Copy every line of the records below, character for character, with nothing changed or left out.

### THE RECORDS
- - -
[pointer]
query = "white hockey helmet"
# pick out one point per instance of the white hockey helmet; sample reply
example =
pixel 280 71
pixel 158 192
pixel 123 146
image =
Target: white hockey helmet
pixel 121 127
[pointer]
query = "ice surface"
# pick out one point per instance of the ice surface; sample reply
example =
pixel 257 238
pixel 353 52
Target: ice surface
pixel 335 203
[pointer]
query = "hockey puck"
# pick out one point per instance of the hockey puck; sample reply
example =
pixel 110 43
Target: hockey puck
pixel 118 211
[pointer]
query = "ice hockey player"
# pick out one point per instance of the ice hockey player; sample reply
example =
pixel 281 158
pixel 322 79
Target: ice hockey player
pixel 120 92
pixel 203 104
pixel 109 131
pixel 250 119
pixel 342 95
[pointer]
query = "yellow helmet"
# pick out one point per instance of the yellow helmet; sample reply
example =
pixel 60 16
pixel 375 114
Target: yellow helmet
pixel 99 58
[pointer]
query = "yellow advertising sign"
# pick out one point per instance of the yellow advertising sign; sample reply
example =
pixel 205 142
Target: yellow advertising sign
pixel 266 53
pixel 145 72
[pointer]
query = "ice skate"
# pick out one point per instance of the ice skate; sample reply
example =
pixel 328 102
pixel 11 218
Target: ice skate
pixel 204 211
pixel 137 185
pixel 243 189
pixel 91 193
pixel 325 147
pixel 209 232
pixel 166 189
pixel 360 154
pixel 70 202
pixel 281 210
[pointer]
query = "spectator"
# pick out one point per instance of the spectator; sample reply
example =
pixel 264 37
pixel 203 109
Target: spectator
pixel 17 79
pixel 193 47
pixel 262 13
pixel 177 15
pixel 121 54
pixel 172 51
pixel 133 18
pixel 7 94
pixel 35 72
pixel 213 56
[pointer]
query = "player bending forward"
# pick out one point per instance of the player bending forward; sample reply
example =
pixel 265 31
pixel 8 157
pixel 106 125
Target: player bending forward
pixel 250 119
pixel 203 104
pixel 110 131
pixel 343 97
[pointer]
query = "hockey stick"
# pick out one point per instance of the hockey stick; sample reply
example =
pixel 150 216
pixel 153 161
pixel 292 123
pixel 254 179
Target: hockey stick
- - -
### RESULT OF THE EXERCISE
[pointer]
query = "white hockey helmet"
# pick out one point per instance of the white hockey helmet; sample reply
example =
pixel 280 71
pixel 158 192
pixel 123 146
image =
Target: white hockey helmet
pixel 121 127
[pointer]
query = "ice surface"
# pick out one point per instance of the ice surface; sample reply
example =
pixel 257 238
pixel 353 52
Target: ice surface
pixel 335 203
[pointer]
query = "hockey puck"
# pick out one point per instance of the hockey puck; sample reply
example =
pixel 110 43
Target: hockey puck
pixel 118 211
[pointer]
query = "ice hockey player"
# pick out one point per instance of the ice hockey player; sample reply
example =
pixel 281 158
pixel 322 79
Target: ice hockey player
pixel 120 92
pixel 203 104
pixel 109 131
pixel 250 119
pixel 342 95
[pointer]
query = "yellow helmet"
# pick out one point per instance of the yellow helmet; sample reply
example =
pixel 60 16
pixel 375 114
Target: yellow helmet
pixel 99 58
[pointer]
query = "yellow advertising sign"
# pick out one point per instance of the yellow advertising sign; sample reply
example =
pixel 205 142
Target: yellow advertising sign
pixel 266 53
pixel 145 72
[pointer]
query = "ice skate"
# pick out one point per instance of the ice skate; sample reply
example =
pixel 328 102
pixel 11 218
Target: ice skate
pixel 204 211
pixel 137 185
pixel 243 189
pixel 91 193
pixel 325 147
pixel 209 232
pixel 166 189
pixel 360 154
pixel 70 202
pixel 281 210
[pointer]
query = "spectator"
# pick out one point per instance of the spectator; sample reply
example =
pixel 264 37
pixel 203 109
Target: spectator
pixel 17 79
pixel 193 47
pixel 262 13
pixel 177 15
pixel 121 54
pixel 172 51
pixel 133 18
pixel 7 94
pixel 35 72
pixel 213 56
[pointer]
query = "player bending forward"
# pick out one point per instance of the player bending forward; sample reply
example =
pixel 265 31
pixel 8 157
pixel 106 125
Target: player bending forward
pixel 250 119
pixel 203 104
pixel 110 131
pixel 343 97
[pointer]
query = "hockey stick"
# pick out one point per instance of the hockey stick; sample reply
example =
pixel 150 216
pixel 153 161
pixel 292 123
pixel 254 179
Target: hockey stick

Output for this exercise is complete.